Problem requirements: All entries, exactly as written, should be output again.

** Opening Provided entries block **

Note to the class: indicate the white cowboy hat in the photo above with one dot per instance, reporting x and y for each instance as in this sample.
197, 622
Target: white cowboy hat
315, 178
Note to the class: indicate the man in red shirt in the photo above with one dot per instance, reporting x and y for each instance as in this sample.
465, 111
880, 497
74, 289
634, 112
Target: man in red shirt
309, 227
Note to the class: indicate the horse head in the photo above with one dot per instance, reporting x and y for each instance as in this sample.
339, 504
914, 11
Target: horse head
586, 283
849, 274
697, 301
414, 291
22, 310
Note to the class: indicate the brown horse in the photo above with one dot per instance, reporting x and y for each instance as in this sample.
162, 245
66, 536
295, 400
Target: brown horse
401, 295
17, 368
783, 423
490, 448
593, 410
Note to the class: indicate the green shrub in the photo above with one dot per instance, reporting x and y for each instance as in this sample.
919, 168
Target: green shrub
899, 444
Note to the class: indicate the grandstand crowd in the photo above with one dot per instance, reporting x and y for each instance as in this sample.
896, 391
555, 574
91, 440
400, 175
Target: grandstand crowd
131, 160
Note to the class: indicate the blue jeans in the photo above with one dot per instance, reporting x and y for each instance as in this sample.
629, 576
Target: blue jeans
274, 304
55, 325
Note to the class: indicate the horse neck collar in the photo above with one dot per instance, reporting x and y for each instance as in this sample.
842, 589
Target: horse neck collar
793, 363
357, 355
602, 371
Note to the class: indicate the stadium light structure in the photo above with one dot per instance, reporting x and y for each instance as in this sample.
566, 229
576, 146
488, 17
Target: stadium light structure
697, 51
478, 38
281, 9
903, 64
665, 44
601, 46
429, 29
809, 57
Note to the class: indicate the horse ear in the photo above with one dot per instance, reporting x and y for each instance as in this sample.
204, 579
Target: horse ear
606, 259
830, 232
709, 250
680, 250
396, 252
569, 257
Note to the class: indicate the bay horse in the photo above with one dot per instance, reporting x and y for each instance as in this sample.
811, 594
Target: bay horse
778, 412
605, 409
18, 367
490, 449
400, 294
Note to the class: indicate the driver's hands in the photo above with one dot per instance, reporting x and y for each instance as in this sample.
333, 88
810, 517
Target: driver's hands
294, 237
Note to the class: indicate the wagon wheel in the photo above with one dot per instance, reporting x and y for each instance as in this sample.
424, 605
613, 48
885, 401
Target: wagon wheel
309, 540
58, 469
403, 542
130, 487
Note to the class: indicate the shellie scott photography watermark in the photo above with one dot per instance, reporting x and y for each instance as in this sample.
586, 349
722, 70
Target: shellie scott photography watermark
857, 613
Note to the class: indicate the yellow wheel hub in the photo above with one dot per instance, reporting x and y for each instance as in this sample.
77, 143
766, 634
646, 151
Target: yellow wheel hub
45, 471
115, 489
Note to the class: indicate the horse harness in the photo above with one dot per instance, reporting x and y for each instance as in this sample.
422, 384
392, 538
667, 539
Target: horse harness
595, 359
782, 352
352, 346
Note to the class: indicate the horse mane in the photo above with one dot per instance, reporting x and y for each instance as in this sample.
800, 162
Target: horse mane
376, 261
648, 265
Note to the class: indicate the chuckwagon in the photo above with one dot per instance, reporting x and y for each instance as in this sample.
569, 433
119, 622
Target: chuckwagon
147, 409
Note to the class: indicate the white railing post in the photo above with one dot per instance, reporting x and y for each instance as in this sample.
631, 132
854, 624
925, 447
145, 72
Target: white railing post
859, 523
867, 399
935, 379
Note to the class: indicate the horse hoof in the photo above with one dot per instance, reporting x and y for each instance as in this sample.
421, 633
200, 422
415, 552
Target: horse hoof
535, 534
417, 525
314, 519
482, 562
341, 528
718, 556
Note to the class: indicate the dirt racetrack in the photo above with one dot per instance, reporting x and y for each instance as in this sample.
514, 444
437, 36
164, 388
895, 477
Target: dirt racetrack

** Closing Provided entries block **

Solution for this exercise:
Note to the class: indicate the white cowboy hat in the photo above with one dot per instance, reporting x and y for each instance as in this sample.
197, 622
Target: white cowboy hat
315, 178
Note to the class: indicate the man in red shirt in the photo above with one dot per instance, reporting x and y for each instance as in this sample.
465, 111
880, 497
74, 289
634, 112
Target: man in red shirt
309, 227
Note to the class: indicate the horse head in the photo above with one dot per instance, reporting x and y for each instance as in this sample.
339, 504
914, 11
Target: horse head
586, 283
849, 274
697, 301
414, 291
22, 310
Note to the class: indicate the brown horse in the photo above with one dot per instance, reporting x and y for each instance as in this sample.
162, 245
66, 536
295, 400
Target: brown horse
401, 295
17, 368
783, 423
490, 448
593, 410
Note to the class: indicate the green shrub in the photo above with one dot per instance, reporting x and y for each instance as in this sample.
919, 168
Target: green shrub
899, 444
Note to the class: indicate the grandstand crowd in the photo above with one dot per instance, reporting x and y for each instance as in this sample.
896, 391
555, 574
91, 440
400, 175
Target: grandstand crowd
131, 160
Note to the class: indicate the blue jeans in the photo above with one dot per instance, reporting x and y for each instance as in this sample.
629, 576
Target: blue jeans
274, 304
55, 325
Note to the class: indicate the horse neck collar in the photo above with one dot per instance, reporting x and y for each instance as in this sample.
842, 589
Target: horse neck collar
793, 363
357, 355
602, 371
Note to the class: indicate the stadium light structure in the photo above with one dot per instance, reporting x and y for each instance as in this sample.
566, 229
576, 146
488, 17
Target: stadium light structure
697, 51
478, 38
281, 9
903, 64
665, 44
601, 46
429, 29
809, 57
Note to the class: indicate the horse ear in the photo above with one dot per instance, reporting x and y for each instance as in this sample.
204, 579
Target: horse ear
606, 259
830, 232
709, 250
680, 250
396, 252
569, 257
Note to the class: indicate the bay horse in the photo above with one dot per instance, reporting x and y for each instance as in this sample.
811, 594
Target: bay horse
778, 412
605, 409
18, 367
490, 449
400, 294
Note to the class: indicate the driver's hands in the photo above with one dot per instance, reporting x and y for each instance as in this sample.
333, 88
810, 517
Target: driver's hands
294, 237
Note to the class: indicate the wagon wheel in the photo above with one dot per instance, reporting x and y for each instance as in this sample.
424, 605
613, 48
885, 401
Target: wagon wheel
309, 540
58, 469
403, 542
130, 487
Note to the class: indicate the shellie scott photography watermark in the photo above with one dot per instance, reporting x and y for each instance as in this sample.
586, 349
722, 70
Target: shellie scott photography watermark
857, 613
Note to the class: indicate the yellow wheel hub in the photo above with one dot per instance, reporting x and y for each instance as in this sample.
77, 143
766, 634
646, 151
Target: yellow wheel hub
45, 471
115, 489
Note to the class: indicate the horse harness in the photo above with one dot per instance, reporting x and y for each instance as in this sample.
422, 384
392, 538
667, 539
Target: horse harness
595, 359
782, 352
352, 346
Note to the class: indicate the horse mane in the photo above with one dot per instance, reporting x and y for each instance as in this sample.
800, 162
Target: horse mane
376, 261
648, 265
Note to the class: indicate the chuckwagon in the photo above with one dot per instance, reporting x and y for each instance as in this sample.
569, 433
119, 622
Target: chuckwagon
147, 409
Note to the class: indicate the white railing post in the photo above with one dot per instance, reporting x and y for each instance as in this sample.
631, 132
854, 624
925, 447
145, 72
Target: white railing post
859, 523
867, 399
935, 379
Note to the class: indicate the horse hoof in the photo above with one dot per instance, reporting x and y for each instance as in this sample.
421, 633
200, 422
415, 552
Target: horse hoof
535, 534
417, 525
314, 519
482, 562
341, 528
718, 556
Note to the class: indicate the dirt racetrack in the photo above with one dot per instance, reporting x and y for each instance as in this sample.
514, 444
437, 36
164, 388
895, 477
Target: dirt racetrack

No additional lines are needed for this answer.